- **Problem**
Continue the article on workforce skills development from where it stops.

- **Given passage**
########################################
In Coursera’s 2021 Global Skills Report, the U.S. ranked in the “middle of the middle” in workforce skills development, according to Allison Lands, Skills Transformation Consultant at Coursera. The report showed that the U.S. had a well-rounded workforce but lacked the cutting-edge innovation that placed other leading countries in leading positions. In the webinar “Building the Resilient Workforce: Skills Development for Rapid Change,” Lands attributed this to issues of regional inequity across the U.S. that would need to be addressed before the U.S. can advance to a leading position in workforce skills development.
Unexpected changes and shifts can create new skills needs while eliminating others. The pandemic led to job growth in healthcare and technology, while many jobs in the tourism and hospitality industries disappeared. Workers in declining industries need opportunities to develop skills to transition to industries experiencing growth; otherwise, unequal supply and demand within the workforce can further drive social and economic inequity. A study by Deloitte on human capital trends found that workers making the lowest wages experienced 80 percent of the job losses in 2020. Lands championed that state and local governments should work alongside employers to invest in members of the workforce who will be most vulnerable in times of rapid social and economic change.
Lands’s insights were echoed by Amy Titus, Managing Director at Deloitte, who emphasized the importance of “change acumen” – an ability to look at changes needed to survive and innovate them into ways to thrive. During the pandemic, many employers viewed the implementation of new policies as a form of short-term survival. To embrace change acumen is to consider how to leverage such solutions to bring long-term innovation and improvement to the workforce. On the pandemic’s push for employers to adapt to changing needs, Titus said, “This is an opportunity.”
########################################
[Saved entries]
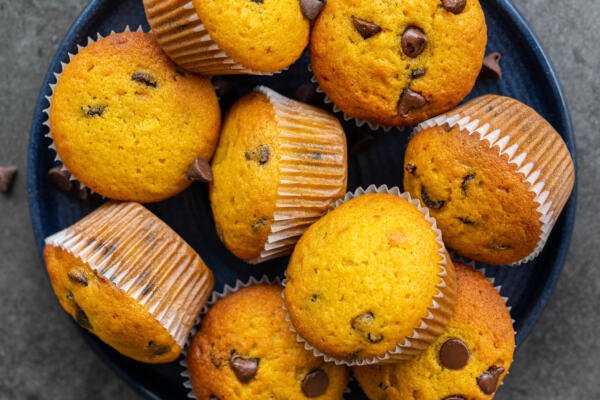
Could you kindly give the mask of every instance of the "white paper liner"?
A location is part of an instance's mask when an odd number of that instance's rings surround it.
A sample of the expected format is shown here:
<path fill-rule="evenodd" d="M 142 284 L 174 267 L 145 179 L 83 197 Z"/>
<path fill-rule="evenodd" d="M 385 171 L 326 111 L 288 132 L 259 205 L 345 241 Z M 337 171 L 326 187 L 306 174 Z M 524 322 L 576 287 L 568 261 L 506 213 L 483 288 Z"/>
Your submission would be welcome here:
<path fill-rule="evenodd" d="M 142 305 L 183 348 L 212 290 L 200 256 L 138 203 L 107 203 L 46 239 Z"/>
<path fill-rule="evenodd" d="M 291 253 L 306 229 L 343 195 L 347 180 L 346 135 L 337 118 L 265 86 L 256 91 L 275 111 L 281 159 L 273 223 L 260 256 L 250 264 Z"/>
<path fill-rule="evenodd" d="M 436 235 L 436 242 L 439 244 L 438 254 L 441 256 L 441 260 L 439 263 L 441 272 L 438 274 L 438 277 L 440 278 L 440 283 L 437 285 L 438 293 L 434 296 L 432 305 L 431 305 L 431 307 L 428 308 L 429 313 L 425 318 L 423 318 L 420 326 L 415 328 L 413 330 L 413 334 L 410 335 L 409 337 L 407 337 L 403 343 L 399 343 L 394 350 L 388 351 L 383 356 L 376 356 L 376 357 L 366 358 L 366 359 L 362 359 L 362 360 L 355 360 L 355 361 L 347 361 L 347 360 L 338 360 L 335 357 L 331 357 L 331 356 L 324 354 L 323 352 L 317 350 L 315 347 L 313 347 L 311 344 L 309 344 L 306 341 L 306 339 L 304 339 L 302 336 L 300 336 L 300 334 L 294 328 L 291 318 L 290 318 L 290 315 L 288 313 L 287 307 L 285 306 L 285 290 L 282 291 L 281 293 L 284 298 L 283 309 L 285 310 L 285 313 L 286 313 L 286 320 L 290 324 L 290 330 L 296 334 L 296 340 L 299 343 L 302 343 L 304 345 L 304 348 L 306 350 L 312 352 L 312 354 L 315 357 L 321 357 L 326 362 L 333 362 L 336 365 L 364 366 L 364 365 L 373 365 L 373 364 L 378 364 L 378 363 L 398 362 L 401 360 L 408 360 L 408 359 L 413 358 L 417 354 L 420 354 L 425 348 L 427 348 L 429 346 L 429 344 L 431 344 L 433 341 L 435 341 L 435 337 L 433 337 L 432 340 L 431 340 L 431 338 L 429 338 L 429 340 L 427 340 L 426 342 L 424 342 L 424 340 L 423 340 L 423 336 L 425 336 L 425 337 L 428 336 L 428 335 L 424 335 L 424 332 L 428 332 L 429 323 L 431 321 L 434 321 L 435 318 L 445 318 L 445 323 L 447 323 L 447 321 L 450 319 L 452 310 L 447 310 L 449 312 L 444 312 L 443 314 L 438 314 L 438 315 L 435 315 L 432 312 L 432 310 L 434 310 L 434 311 L 439 310 L 441 308 L 440 304 L 444 304 L 446 307 L 450 307 L 451 309 L 453 308 L 453 305 L 454 305 L 454 299 L 446 298 L 444 296 L 444 293 L 440 289 L 440 288 L 447 287 L 446 277 L 448 276 L 448 272 L 447 272 L 446 266 L 448 264 L 448 261 L 450 260 L 450 256 L 448 255 L 448 253 L 446 251 L 444 242 L 442 240 L 442 233 L 437 228 L 437 223 L 436 223 L 435 219 L 429 215 L 429 209 L 426 207 L 423 207 L 421 205 L 421 202 L 418 199 L 413 199 L 409 193 L 401 192 L 398 187 L 388 188 L 387 185 L 382 185 L 379 187 L 377 187 L 375 185 L 371 185 L 371 186 L 367 187 L 366 189 L 359 187 L 354 192 L 346 193 L 344 198 L 338 200 L 335 203 L 335 207 L 333 207 L 330 211 L 333 211 L 335 208 L 339 207 L 343 203 L 346 203 L 346 202 L 354 199 L 355 197 L 362 196 L 363 194 L 372 194 L 372 193 L 393 194 L 404 200 L 407 200 L 410 204 L 417 207 L 417 209 L 425 216 L 425 219 L 431 224 L 431 228 L 433 229 L 433 231 L 435 232 L 435 235 Z M 286 282 L 284 280 L 283 285 L 285 286 L 285 284 L 286 284 Z M 450 303 L 450 304 L 447 304 L 447 303 Z"/>
<path fill-rule="evenodd" d="M 480 141 L 485 140 L 488 142 L 490 149 L 495 147 L 498 150 L 499 156 L 506 154 L 508 156 L 508 163 L 515 164 L 518 168 L 517 172 L 524 176 L 523 182 L 527 182 L 529 184 L 529 191 L 535 194 L 534 202 L 538 204 L 536 211 L 540 214 L 539 220 L 542 226 L 538 243 L 533 252 L 525 258 L 510 264 L 510 266 L 524 264 L 535 259 L 546 245 L 546 241 L 560 214 L 560 210 L 556 212 L 554 207 L 552 207 L 551 193 L 548 190 L 544 190 L 546 183 L 542 179 L 542 170 L 536 169 L 535 160 L 530 161 L 527 157 L 527 151 L 520 149 L 517 143 L 508 146 L 511 142 L 510 134 L 502 132 L 502 129 L 492 130 L 489 123 L 482 124 L 478 119 L 472 119 L 468 115 L 461 116 L 455 111 L 420 123 L 414 129 L 412 136 L 424 129 L 443 125 L 448 125 L 450 128 L 458 125 L 461 131 L 465 131 L 471 136 L 475 137 L 475 134 L 477 134 Z"/>
<path fill-rule="evenodd" d="M 247 68 L 231 58 L 213 40 L 192 1 L 144 0 L 144 8 L 160 46 L 182 68 L 203 75 L 274 74 Z"/>

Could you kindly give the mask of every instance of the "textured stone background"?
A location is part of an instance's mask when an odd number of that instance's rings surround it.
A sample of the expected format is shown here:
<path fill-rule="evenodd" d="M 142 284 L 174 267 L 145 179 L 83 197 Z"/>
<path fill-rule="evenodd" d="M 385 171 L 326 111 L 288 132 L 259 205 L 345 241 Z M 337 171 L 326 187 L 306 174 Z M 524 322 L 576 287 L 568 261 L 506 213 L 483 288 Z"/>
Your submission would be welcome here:
<path fill-rule="evenodd" d="M 482 0 L 486 1 L 486 0 Z M 598 399 L 600 385 L 599 0 L 514 0 L 559 72 L 579 150 L 579 210 L 569 261 L 498 399 Z M 85 0 L 0 0 L 0 164 L 20 175 L 0 195 L 0 398 L 131 399 L 86 347 L 40 270 L 26 198 L 31 116 L 59 40 Z"/>

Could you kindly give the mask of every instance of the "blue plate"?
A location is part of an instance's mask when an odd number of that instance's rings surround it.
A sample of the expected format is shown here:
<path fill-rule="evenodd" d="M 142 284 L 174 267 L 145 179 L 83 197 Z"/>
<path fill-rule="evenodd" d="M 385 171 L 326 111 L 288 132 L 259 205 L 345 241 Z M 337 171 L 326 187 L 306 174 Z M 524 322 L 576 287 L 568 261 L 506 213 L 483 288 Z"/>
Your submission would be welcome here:
<path fill-rule="evenodd" d="M 531 29 L 508 0 L 486 0 L 485 9 L 489 43 L 488 51 L 503 55 L 504 78 L 500 81 L 480 80 L 470 98 L 485 93 L 497 93 L 521 100 L 540 112 L 560 132 L 575 158 L 575 141 L 567 105 L 558 79 L 548 57 L 540 47 Z M 67 52 L 74 52 L 77 44 L 85 44 L 88 35 L 111 30 L 122 31 L 127 25 L 142 26 L 148 30 L 140 0 L 93 0 L 77 18 L 63 40 L 50 65 L 37 103 L 29 144 L 29 203 L 33 230 L 41 251 L 44 238 L 72 223 L 97 207 L 101 200 L 77 201 L 57 191 L 46 180 L 47 171 L 54 165 L 54 152 L 48 150 L 49 139 L 43 109 L 48 106 L 45 96 L 49 84 L 55 82 L 54 72 L 60 71 L 60 62 L 67 61 Z M 301 83 L 309 82 L 308 57 L 305 55 L 288 71 L 275 77 L 239 76 L 231 78 L 238 95 L 250 91 L 257 84 L 265 84 L 291 96 Z M 322 97 L 318 99 L 321 106 Z M 223 104 L 223 108 L 229 104 Z M 365 126 L 358 129 L 352 122 L 345 123 L 349 147 L 365 134 L 374 139 L 370 146 L 350 157 L 349 189 L 369 184 L 402 184 L 403 157 L 406 132 L 373 132 Z M 558 220 L 543 253 L 535 261 L 515 268 L 487 268 L 487 274 L 502 285 L 502 294 L 509 297 L 515 319 L 517 343 L 523 343 L 540 316 L 565 262 L 575 219 L 575 194 Z M 232 256 L 219 242 L 211 218 L 205 185 L 197 184 L 181 195 L 149 208 L 192 245 L 215 272 L 220 290 L 225 283 L 246 280 L 250 273 L 261 276 L 282 275 L 286 259 L 279 259 L 259 267 L 248 268 Z M 178 363 L 145 365 L 127 359 L 85 331 L 85 340 L 94 351 L 140 394 L 150 399 L 184 399 L 187 390 L 182 386 L 182 368 Z M 365 398 L 353 384 L 351 399 Z"/>

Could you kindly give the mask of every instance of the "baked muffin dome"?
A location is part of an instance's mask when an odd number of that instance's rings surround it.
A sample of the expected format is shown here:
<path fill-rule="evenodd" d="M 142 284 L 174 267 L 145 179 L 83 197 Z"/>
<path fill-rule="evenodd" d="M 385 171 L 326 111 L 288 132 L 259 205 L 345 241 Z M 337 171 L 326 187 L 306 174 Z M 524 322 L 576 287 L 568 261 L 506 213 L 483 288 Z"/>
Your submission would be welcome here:
<path fill-rule="evenodd" d="M 329 0 L 311 36 L 321 88 L 347 115 L 412 125 L 456 106 L 471 91 L 487 42 L 477 0 Z"/>
<path fill-rule="evenodd" d="M 348 370 L 314 358 L 296 342 L 281 290 L 250 286 L 209 309 L 187 354 L 198 400 L 342 398 Z"/>
<path fill-rule="evenodd" d="M 535 258 L 574 185 L 573 160 L 554 128 L 519 101 L 489 95 L 417 131 L 404 189 L 430 208 L 446 245 L 490 264 Z"/>
<path fill-rule="evenodd" d="M 65 167 L 114 200 L 156 202 L 190 185 L 216 148 L 220 109 L 207 78 L 177 69 L 151 34 L 83 48 L 58 79 L 50 132 Z"/>
<path fill-rule="evenodd" d="M 354 368 L 369 399 L 494 397 L 513 360 L 510 313 L 481 273 L 462 264 L 455 267 L 458 297 L 446 332 L 414 360 Z"/>
<path fill-rule="evenodd" d="M 315 354 L 345 364 L 418 354 L 442 332 L 455 290 L 439 231 L 387 193 L 360 195 L 313 224 L 286 279 L 294 329 Z"/>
########################################
- **Response to this task**
For example, many organizations saw remote work as only a temporary solution to pandemic workplace closures. However, remote work can also bring job accessibility and accommodation to workers who are inhibited by factors such as location, care commitments, unreliable access to transportation, and difficult personal schedules. Remote work thus has the potential to increase opportunity and growth while improving worker wellbeing and performance. Deloitte’s study found that organizations that embrace change acumen have been more successful in the long run.
The onus to build a thriving workforce does not fall entirely on employers. Governments also play a key role in this initiative. During the pandemic, as unemployment rates rose rapidly, state and local governments in New York, Tennessee, and Minnesota partnered with online learning providers and employers to bring free virtual skills training programs to unemployed workers. Workers were able to schedule courses around their own availabilities and connect directly with employers seeking new talent. There is long-term potential for these programs to drive workforce resilience, as public policy that improves access to education, training, or reskilling can safeguard groups that are the most marginalized as well as fill gaps in workforce demand.
Governments and employers hold equal stake in building workforce resilience. To remain strong through unexpected high-impact events in the future, they must work together to address social and economic inequity which will lay the groundwork for a healthy and innovative workforce.